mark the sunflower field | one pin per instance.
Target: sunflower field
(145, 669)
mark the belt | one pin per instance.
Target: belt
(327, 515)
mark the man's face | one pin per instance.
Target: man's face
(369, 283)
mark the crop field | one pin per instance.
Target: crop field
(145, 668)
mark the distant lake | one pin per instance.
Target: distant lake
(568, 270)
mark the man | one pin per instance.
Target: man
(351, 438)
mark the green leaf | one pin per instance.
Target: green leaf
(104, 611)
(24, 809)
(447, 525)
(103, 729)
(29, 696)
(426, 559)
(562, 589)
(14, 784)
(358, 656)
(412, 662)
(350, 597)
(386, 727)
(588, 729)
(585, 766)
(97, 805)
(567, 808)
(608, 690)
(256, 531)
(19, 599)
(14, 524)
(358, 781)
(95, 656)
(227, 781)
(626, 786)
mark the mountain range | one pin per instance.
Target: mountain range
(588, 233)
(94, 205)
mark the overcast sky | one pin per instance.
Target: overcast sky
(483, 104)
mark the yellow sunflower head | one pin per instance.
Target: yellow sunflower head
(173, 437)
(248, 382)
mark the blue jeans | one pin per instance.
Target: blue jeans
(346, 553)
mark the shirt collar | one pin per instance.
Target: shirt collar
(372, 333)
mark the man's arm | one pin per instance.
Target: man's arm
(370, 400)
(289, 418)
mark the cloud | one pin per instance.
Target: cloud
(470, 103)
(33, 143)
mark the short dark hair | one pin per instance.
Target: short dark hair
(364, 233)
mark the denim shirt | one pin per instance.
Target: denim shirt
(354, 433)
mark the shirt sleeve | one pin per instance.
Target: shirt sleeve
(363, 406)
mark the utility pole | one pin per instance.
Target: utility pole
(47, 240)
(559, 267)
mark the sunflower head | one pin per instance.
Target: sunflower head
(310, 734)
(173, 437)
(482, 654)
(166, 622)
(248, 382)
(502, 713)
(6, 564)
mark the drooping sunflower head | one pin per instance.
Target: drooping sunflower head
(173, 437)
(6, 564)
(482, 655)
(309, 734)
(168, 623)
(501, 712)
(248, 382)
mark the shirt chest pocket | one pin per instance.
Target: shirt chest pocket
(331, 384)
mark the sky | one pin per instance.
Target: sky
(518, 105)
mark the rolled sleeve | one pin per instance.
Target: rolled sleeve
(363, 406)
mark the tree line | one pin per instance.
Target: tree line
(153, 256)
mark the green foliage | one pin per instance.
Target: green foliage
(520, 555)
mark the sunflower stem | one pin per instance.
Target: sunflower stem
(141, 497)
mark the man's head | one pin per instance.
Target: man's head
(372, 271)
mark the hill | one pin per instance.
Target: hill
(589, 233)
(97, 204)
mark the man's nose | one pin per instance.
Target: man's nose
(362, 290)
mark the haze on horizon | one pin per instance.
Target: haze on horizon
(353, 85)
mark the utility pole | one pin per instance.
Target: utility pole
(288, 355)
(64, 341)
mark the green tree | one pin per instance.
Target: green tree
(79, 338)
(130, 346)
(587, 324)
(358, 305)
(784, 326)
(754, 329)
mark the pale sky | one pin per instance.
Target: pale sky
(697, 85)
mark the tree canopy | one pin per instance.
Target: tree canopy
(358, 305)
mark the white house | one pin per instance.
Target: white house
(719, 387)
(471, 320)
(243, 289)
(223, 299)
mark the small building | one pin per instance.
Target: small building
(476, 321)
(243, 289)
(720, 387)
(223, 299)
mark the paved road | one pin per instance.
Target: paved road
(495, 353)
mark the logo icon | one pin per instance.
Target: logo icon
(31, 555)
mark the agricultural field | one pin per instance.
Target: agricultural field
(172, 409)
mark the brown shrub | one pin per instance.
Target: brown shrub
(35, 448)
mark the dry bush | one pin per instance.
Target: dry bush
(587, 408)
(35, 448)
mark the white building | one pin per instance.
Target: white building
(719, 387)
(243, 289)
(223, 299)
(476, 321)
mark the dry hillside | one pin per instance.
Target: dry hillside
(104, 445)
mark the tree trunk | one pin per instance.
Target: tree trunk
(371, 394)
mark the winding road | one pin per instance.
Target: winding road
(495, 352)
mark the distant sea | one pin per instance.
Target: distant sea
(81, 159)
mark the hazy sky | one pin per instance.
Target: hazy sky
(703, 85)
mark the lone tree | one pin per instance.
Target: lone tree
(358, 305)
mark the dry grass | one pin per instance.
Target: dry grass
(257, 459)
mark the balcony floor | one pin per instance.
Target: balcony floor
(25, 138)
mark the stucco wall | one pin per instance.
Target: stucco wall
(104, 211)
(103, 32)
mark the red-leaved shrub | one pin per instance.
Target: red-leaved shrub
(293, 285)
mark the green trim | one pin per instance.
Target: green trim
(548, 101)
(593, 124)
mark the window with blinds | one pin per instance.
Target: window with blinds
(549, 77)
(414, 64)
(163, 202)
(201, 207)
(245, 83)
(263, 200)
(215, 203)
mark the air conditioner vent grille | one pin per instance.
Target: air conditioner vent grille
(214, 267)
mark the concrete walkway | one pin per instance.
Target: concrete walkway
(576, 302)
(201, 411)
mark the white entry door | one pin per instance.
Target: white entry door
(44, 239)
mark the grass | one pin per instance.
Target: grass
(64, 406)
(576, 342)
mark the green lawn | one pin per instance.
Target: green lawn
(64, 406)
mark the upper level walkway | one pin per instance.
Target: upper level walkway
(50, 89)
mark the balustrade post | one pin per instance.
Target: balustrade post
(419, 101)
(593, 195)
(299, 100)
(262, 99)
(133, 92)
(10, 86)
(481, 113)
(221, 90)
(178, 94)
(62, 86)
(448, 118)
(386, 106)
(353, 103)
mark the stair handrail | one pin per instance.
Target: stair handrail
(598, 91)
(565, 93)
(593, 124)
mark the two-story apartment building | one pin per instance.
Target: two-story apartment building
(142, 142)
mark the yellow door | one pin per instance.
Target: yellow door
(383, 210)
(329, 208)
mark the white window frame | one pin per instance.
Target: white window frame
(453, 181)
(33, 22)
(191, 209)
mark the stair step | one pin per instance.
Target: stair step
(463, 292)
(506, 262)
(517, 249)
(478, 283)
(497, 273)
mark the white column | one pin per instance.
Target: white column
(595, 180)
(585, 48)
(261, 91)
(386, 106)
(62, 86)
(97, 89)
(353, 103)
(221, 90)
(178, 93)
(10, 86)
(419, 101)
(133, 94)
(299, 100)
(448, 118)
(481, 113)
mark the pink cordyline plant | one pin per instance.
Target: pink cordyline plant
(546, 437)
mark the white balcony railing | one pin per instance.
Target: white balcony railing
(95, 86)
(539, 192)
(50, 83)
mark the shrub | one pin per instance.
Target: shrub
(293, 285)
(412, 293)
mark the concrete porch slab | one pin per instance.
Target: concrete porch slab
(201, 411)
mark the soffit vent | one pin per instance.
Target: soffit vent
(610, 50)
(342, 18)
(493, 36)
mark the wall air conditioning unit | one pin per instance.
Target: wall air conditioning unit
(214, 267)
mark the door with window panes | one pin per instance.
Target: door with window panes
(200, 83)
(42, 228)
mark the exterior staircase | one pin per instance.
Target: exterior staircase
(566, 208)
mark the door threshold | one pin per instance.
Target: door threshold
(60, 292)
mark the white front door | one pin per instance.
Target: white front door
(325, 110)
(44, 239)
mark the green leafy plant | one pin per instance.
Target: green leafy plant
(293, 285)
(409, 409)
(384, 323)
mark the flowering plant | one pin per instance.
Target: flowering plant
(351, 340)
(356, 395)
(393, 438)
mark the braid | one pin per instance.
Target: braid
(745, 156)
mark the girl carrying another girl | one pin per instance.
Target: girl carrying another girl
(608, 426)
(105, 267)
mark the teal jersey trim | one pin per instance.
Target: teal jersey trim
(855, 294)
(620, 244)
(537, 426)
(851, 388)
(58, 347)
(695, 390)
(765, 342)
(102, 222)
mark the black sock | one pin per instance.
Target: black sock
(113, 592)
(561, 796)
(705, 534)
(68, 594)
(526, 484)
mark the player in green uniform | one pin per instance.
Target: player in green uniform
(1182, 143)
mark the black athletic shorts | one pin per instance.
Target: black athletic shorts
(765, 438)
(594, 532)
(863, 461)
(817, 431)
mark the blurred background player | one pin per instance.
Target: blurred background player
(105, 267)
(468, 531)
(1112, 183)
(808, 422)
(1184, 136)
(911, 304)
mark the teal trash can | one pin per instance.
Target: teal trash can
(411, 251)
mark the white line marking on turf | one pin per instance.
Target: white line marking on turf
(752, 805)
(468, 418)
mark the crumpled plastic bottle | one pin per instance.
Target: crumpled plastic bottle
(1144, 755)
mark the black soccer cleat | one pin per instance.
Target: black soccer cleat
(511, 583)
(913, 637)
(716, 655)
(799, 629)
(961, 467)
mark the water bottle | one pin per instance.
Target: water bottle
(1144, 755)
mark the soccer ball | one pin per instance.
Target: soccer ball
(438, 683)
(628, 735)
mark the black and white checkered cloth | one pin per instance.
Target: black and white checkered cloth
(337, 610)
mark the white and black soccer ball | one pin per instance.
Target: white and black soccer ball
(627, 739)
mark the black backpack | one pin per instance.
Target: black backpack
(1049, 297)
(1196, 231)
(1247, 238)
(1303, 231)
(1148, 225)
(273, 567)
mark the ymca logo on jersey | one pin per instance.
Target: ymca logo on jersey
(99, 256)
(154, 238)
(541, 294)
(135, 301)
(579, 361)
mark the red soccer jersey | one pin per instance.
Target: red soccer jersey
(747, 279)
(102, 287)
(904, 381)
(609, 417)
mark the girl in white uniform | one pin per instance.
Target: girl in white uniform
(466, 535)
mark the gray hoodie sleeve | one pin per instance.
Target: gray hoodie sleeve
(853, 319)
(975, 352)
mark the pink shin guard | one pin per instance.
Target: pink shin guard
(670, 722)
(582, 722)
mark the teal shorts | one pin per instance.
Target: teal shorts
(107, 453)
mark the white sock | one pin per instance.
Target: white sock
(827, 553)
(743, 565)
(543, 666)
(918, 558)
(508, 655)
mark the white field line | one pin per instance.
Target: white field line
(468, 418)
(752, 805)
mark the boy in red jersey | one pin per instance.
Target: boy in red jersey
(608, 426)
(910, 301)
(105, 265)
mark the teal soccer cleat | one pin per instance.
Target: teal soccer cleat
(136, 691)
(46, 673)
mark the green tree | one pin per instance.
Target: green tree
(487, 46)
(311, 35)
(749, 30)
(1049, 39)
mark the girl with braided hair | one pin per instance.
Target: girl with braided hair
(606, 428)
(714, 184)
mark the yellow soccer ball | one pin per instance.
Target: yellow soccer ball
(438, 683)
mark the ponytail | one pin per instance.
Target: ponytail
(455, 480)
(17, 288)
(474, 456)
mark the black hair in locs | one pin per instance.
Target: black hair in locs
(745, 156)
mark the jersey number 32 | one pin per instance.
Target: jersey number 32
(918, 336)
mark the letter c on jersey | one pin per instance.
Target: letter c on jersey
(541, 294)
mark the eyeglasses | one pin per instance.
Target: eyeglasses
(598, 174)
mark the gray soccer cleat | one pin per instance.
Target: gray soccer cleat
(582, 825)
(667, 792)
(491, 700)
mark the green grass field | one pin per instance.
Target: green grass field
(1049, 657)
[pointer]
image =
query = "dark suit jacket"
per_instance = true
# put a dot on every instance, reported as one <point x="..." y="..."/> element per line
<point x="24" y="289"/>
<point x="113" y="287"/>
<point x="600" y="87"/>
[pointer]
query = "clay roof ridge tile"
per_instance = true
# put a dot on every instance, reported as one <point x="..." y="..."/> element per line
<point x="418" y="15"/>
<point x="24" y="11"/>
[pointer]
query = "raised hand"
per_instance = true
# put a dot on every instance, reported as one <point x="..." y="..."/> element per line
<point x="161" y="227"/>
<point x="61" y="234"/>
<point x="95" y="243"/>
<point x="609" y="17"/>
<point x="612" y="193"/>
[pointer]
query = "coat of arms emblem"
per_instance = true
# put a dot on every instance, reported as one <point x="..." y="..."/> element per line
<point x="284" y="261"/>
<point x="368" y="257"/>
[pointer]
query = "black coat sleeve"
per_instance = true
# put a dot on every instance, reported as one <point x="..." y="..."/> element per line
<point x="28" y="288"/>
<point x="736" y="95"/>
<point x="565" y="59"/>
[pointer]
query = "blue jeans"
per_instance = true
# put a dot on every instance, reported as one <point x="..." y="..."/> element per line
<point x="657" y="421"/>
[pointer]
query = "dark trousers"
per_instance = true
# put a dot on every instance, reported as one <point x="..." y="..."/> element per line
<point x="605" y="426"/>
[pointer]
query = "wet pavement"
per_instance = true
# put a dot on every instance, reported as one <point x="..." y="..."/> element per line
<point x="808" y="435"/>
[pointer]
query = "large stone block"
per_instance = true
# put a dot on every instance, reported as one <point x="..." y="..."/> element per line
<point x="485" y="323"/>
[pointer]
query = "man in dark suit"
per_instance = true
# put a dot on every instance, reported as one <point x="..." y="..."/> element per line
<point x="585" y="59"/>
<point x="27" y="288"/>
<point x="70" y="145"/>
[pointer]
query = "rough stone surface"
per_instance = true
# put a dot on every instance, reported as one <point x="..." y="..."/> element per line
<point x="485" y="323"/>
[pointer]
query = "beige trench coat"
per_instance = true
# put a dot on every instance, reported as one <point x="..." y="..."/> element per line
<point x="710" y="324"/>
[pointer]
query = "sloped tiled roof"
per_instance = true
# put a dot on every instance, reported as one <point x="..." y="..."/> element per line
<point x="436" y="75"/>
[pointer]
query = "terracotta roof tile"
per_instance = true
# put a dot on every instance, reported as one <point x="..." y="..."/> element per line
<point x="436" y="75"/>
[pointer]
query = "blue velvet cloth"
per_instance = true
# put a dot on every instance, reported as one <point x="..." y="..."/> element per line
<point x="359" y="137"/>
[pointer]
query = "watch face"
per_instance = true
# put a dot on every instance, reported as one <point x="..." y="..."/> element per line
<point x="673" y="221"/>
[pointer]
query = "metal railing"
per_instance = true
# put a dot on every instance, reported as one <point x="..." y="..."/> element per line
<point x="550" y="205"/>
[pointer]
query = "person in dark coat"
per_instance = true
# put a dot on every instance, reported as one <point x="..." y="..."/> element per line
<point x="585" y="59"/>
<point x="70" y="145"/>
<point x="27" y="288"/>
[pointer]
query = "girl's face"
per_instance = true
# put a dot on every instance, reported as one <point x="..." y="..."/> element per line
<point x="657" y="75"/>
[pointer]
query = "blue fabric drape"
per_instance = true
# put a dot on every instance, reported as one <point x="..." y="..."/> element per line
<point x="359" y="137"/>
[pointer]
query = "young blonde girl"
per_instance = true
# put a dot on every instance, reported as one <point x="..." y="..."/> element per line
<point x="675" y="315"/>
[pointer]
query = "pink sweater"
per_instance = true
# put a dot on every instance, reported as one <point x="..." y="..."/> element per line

• • • •

**OBJECTIVE:**
Count the lines in the listing above that contain the string "column", matching uppercase and lowercase exactly. Reply with the number alone.

**FULL SOLUTION:**
2